▸ **REQUIRED WORK**
Retype the whole listing below exactly, keeping every picture out of it.

▸ **AVAILABLE DATA**

----

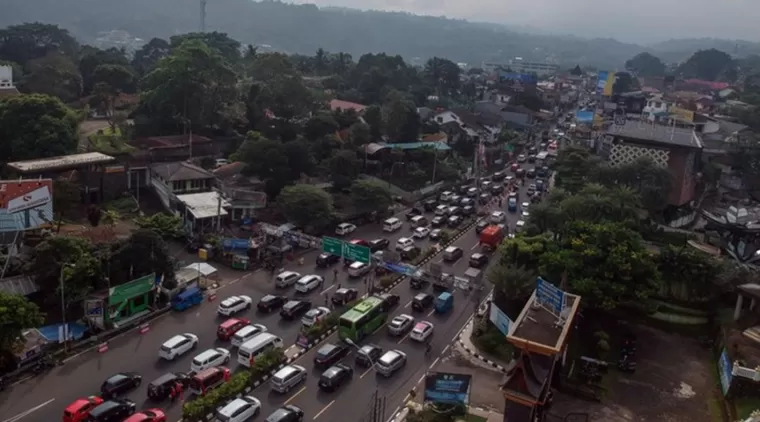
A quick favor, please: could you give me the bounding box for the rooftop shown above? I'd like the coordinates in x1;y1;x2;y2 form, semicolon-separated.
606;120;702;149
151;161;214;182
7;152;115;173
129;134;212;151
329;99;366;113
176;191;231;219
508;287;580;354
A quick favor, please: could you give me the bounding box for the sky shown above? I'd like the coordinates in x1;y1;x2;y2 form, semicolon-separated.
291;0;760;44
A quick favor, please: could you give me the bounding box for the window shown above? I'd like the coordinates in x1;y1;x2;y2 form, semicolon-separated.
172;181;183;191
190;179;205;190
655;102;662;108
131;294;146;309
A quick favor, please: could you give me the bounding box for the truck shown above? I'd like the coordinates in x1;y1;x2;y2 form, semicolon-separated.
453;267;483;291
480;225;505;252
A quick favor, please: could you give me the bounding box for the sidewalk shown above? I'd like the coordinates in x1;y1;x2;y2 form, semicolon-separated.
454;318;515;373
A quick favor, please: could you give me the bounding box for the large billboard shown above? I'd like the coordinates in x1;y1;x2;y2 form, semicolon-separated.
668;106;695;122
424;372;472;405
0;179;54;233
596;71;609;94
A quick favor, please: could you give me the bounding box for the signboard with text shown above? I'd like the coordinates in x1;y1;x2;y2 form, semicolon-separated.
536;277;565;315
0;179;54;232
321;237;371;264
424;372;471;405
489;303;513;336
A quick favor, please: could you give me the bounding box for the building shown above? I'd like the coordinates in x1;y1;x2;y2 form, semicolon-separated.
149;161;215;211
329;99;366;114
482;59;560;77
0;65;20;99
641;95;672;121
600;120;702;206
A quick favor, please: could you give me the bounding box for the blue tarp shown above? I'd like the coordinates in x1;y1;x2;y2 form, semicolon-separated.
39;323;87;342
575;111;594;123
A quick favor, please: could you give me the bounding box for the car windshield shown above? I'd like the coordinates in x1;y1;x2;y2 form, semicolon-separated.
317;345;336;357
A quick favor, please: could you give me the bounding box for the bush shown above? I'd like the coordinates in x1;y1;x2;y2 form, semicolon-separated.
471;323;514;362
438;230;453;245
304;312;340;337
379;275;398;288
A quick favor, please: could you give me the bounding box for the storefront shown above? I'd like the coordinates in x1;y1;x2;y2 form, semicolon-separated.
85;274;156;329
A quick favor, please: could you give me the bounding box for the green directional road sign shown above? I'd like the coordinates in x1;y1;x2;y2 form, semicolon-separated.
344;242;371;264
322;237;343;256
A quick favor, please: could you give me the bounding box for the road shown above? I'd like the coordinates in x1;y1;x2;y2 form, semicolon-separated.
0;160;540;422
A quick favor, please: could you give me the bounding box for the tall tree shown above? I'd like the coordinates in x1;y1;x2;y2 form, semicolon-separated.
350;180;392;214
0;23;79;65
677;49;734;81
382;91;420;142
277;184;334;232
0;293;44;358
131;38;170;76
328;149;360;190
232;131;292;198
424;57;461;97
625;52;666;77
78;46;130;95
169;32;242;66
22;53;83;102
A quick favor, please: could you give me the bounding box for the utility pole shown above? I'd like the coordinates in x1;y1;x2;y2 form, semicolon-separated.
200;0;207;32
216;190;223;232
431;150;438;184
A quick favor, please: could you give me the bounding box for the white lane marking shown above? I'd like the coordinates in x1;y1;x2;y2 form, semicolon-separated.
426;309;435;317
360;366;374;379
320;285;335;295
416;374;425;385
386;406;401;422
313;400;335;419
2;398;55;422
429;357;440;369
442;345;450;355
284;386;306;405
403;300;412;308
397;331;411;344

----

▸ **ANSWER TO THIS TASK**
A quick favor, please: could you give me the bounding box for the rooftop shown above? I'd like the coordinates in x1;y1;x2;y2 form, semicolon-separated.
606;120;702;149
151;161;214;182
7;152;115;173
129;134;212;151
329;99;366;113
176;191;231;219
508;287;580;354
A quick favor, please: could you give me the bounding box for the sky shown above? I'd like the coordinates in x1;y1;x2;y2 form, semicolon-separated.
291;0;760;44
A quick favor, please: could you give me the bounding box for the window shown above? I'd like the coordinates in x1;y1;x2;y2 form, semicolon-separated.
172;181;183;191
190;179;205;190
655;102;662;108
131;294;146;309
A quick favor, please: could you give me the bounding box for the truck shown above? I'd like the coordinates in x1;y1;x2;y2 form, semicolon-separated.
453;267;483;291
480;225;505;252
A quick favor, please: could you give me the bounding box for the sidewalk shown above? I'd like the coordinates in x1;y1;x2;y2 form, semicolon-separated.
454;318;515;373
A quick favor, please: could you give me the bounding box for the large billboard shown above? I'd like the coordinates in x1;y1;x2;y2 form, semicolon-separated.
668;106;695;122
424;372;472;405
0;179;54;233
596;71;609;94
A quick favor, please: could you give me the bounding box for the signboard with text shown above? I'd like the coordinates in x1;y1;x2;y2 form, semicolon-separated.
536;277;565;315
0;179;54;232
321;237;371;264
424;372;471;405
489;303;513;336
A quick favor, please: could you give me the bounding box for the building shown above? I'd like the coordinates in x1;y1;x2;y2 form, semicolon-separated.
149;161;215;211
329;99;366;114
482;59;560;77
0;65;20;99
641;95;672;121
600;120;702;206
A quick favor, please: could you give me the bounding box for the blue tarp shown above? I'd like the coordinates in x1;y1;x2;y2 form, semicolon-separated.
39;323;87;342
575;111;594;123
A quick favor, please: could you give me the bounding box for the car windshield shown above? I'd like the coordinates in x1;y1;x2;y2 form, semicolon-separated.
317;345;336;357
A quick favor, please: could you give me the bounding box for the bush shown above? I'd like the coordinates in x1;y1;x2;y2 form, semicolon-separated.
471;323;514;362
438;230;453;245
304;312;340;337
379;275;398;288
A quick favor, please: could you give me the bounding box for the storefront shown above? I'd like the coordinates in x1;y1;x2;y2 form, semicolon-separated.
85;274;156;329
A quick favor, please: could you give me the bounding box for the green directional road sign shown above? I'd like the coordinates in x1;y1;x2;y2 form, semicolon-separated.
344;242;371;264
322;237;343;256
A quick favor, please: could you give me the bounding box for the road shown above? I'd like the coordinates in x1;y1;x2;y2 form, semicolon-separated.
0;160;540;422
A quick favor, please: could you give me the bounding box for the tall tree shown above? I'd like the coordinates in x1;y1;x2;y2 form, semicolon-separated.
350;180;392;214
0;23;79;65
677;49;734;81
382;91;420;142
277;184;334;232
0;293;44;358
131;38;170;76
328;149;360;190
232;131;292;198
424;57;461;97
625;52;666;77
78;46;130;95
169;32;242;66
22;53;83;102
A quick favor, please: could you give me the bounding box for the utility pole shown above? I'd like the coordinates in x1;y1;x2;y2 form, semicolon-separated.
200;0;207;32
216;190;223;232
431;150;438;184
A quick favor, please: could you give me the bounding box for the white lane marking shown above? I'd like the coordinates in x1;y1;x2;y2 form, semicolon-separated.
426;309;435;317
360;366;374;379
320;285;335;295
416;374;425;385
386;406;401;422
313;400;335;419
2;398;55;422
429;357;440;369
442;345;450;355
284;386;306;405
403;300;412;308
397;331;411;344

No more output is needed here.